Written request:
Please rescale everything from the start of the rows below down to the line containing "[[139, 41]]", both included. Write those lines out again, requests included, with each coordinate in the answers multiplied by 2.1 and rounded to a whole number, halves rounding up.

Materials provided:
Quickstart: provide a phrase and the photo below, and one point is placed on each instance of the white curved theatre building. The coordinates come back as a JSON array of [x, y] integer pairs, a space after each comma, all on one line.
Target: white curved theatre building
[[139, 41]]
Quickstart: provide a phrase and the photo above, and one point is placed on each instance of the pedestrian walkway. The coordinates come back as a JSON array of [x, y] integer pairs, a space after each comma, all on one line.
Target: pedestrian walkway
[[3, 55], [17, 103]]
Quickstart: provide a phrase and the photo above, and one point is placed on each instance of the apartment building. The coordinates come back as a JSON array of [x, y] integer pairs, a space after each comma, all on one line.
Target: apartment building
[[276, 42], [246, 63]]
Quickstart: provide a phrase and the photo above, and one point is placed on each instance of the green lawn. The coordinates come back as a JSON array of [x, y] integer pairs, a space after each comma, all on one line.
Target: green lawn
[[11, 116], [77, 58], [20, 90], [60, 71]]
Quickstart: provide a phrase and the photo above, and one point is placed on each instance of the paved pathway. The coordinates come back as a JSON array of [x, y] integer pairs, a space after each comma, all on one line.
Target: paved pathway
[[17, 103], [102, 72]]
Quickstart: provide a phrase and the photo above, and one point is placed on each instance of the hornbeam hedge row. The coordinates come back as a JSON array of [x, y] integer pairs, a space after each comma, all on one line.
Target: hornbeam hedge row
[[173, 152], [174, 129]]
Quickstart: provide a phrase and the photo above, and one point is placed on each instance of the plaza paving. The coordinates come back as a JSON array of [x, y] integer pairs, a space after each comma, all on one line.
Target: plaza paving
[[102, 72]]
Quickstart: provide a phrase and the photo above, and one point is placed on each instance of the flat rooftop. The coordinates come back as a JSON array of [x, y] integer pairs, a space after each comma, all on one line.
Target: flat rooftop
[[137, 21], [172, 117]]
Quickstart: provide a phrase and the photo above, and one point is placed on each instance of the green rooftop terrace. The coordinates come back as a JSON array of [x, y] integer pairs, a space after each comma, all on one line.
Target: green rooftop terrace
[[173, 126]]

Reply to the exercise:
Quickstart: provide a phrase and the photo below, and one point is placed on each instance of the white curved theatre building. The coordinates come back as a JSON array of [x, y] integer pairs, a space after each comma, all on one line.
Target: white curved theatre building
[[292, 86]]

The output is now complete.